Your goal -
Continue the comment thread about Google Wallet and purchase tracking, picking up after its last sentence.

Document -
______________________________
Until they find a half-dozen patents in their portfolio that you have also infringed. Sure, they're all obvious and none of them should have been patented at all, and for a few million dollars each you can prove that in court. At least, that's how it works in software.
Yes, and it has nothing whatsoever to do with my argument. You're describing some technical aspects of the payment process, and some history. This is irrelevant to the thread's subject, which is Google's tracking of your offline purchases.
Okay, after reading it, also engage your brain. Note that if you're purchasing stuff using Google's app (or Apple's) they don't need to actually be part of the financial transaction to track your purchase. It would be silly for Google to spend money just to get data they can already get.
Some part of human advancing far more than the rest of the world ? Be it Atlantis or Wancanda or whatever ? Nan. See most tech is based on advanced from earlier tech. This is why the world advanced more or less by period, the WHOLE world. But having par utterly isolated and having such advanced tech ? Difficult to swallow
Meh. Wakanda had access to a very flexible and easy-to-use energy source that the rest of the world didn't have. This enabled them to become relatively advanced early on and convinced them that they needed to hide themselves. They were also in a position to coopt all of the advances made by the rest of the world while keeping their own secrets. Works for me.
Now, the fact that they seemed to have only a single research scientist in the entire nation, that was hard to swallow.
Google Wallet was based on a debit card - you paid, Google was told about the transaction and Google then charged you. This double-billing meant it was easy to get funding sources (Google even ate the transaction fees), but it required retailer support.
Google wanted to insert themselves into every transaction. Apple Pay was a more secure credit card.
Google didn't want to insert themselves; it was the only technically feasible option at the time that wasn't impossible to scale.
The debit card thing was the second implementation of Google Wallet, not the first. Being involved in every transaction that way cost Google money, because they were doing a "card present" (low fee) transaction with the merchant and a "card not present" (high fee) transaction with the backing credit card. So on every transaction Google collected a small fee from the merchant and paid a larger fee to the backing credit card issuer.
Why did Google do that? Could they not do the math and realize that losing money on every transaction was a bad idea? No, they knew that perfectly well, and budgeted for it, because it seemed to be what was necessary to drive adoption.
The problem with the very first implementation of Google Wallet (before the debit card workaround) was that it was a direct implementation of the EMV specifications, which required that the transaction be performed by an embedded secure element chip (eSE) in the phone, and that the credit card issuer have systems in place to provision the card data into the secure element. This meant that in order to use Google Wallet you had to have the right phone (Nexus S or Galaxy Nexus), the right credit card (IIRC, Citibank was the only bank that was set up for it) and you had to find a retailer with a terminal that could do it.
That worked great for prototyping and small scale testing, but it clearly was never going to scale quickly. Google worked with various retailers to get them set up for NFC payment, but the other two parts of the problem -- getting eSEs in a wide variety of phones and getting permission to install the necessary code on them, plus getting all of the banks set up to deal with NFC provisioning, those were harder.
The solution to the first problem was to abandon the eSE and create a new approach called "Host Card Emulation". The idea was to move the crucial cryptographic secrets out of the phone entirely and keep them in a Google server (secured in a data center, etc.). That enabled Google Wallet to work on any Android device, not just devices with an eSE. In addition Verizon, AT&T and T-Mobile had been fighting for ownership and control of the eSE, and ultimately launched their own competitor to Google Wallet, originally called ISIS and later renamed SoftCard (after the name acquired unpleasant connotations). Abandoning the eSE solved that problem, too.
______________________________
Given material -
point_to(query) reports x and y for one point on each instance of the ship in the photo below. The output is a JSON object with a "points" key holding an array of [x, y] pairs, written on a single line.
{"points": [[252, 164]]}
______________________________
Task output -
The solution to the second problem was the debit card thing. With that setup, any credit card or debit card could be used, and the issuing bank didn't have to lift a finger. In fact, even better, they made more money because Google way paying them higher fees, *and* Google was taking all of the fraud risk.
Note that there was another solution waiting in the wings, which had been in development for some time: Network tokenization. That allowed the networks to provision payment credentials into devices, so only a small number of systems had to be NFC-enabled, not every single bank in the world (as had been envisioned in the original EMV design). The networks were dragging their feet on that and it wasn't clear when it would actually be implemented, and Google didn't want to wait.
Apple waited for tokenization, and when it was ready launched with typical Apple marketing flair. Shortly afterwards, Google completed its own transition to network tokenization, and at the same time as the technology change was launched, also rebranded the tap-and-pay part of Google Wallet as Android Pay.
This is what? The 5th attempt from Google on the digital payment market?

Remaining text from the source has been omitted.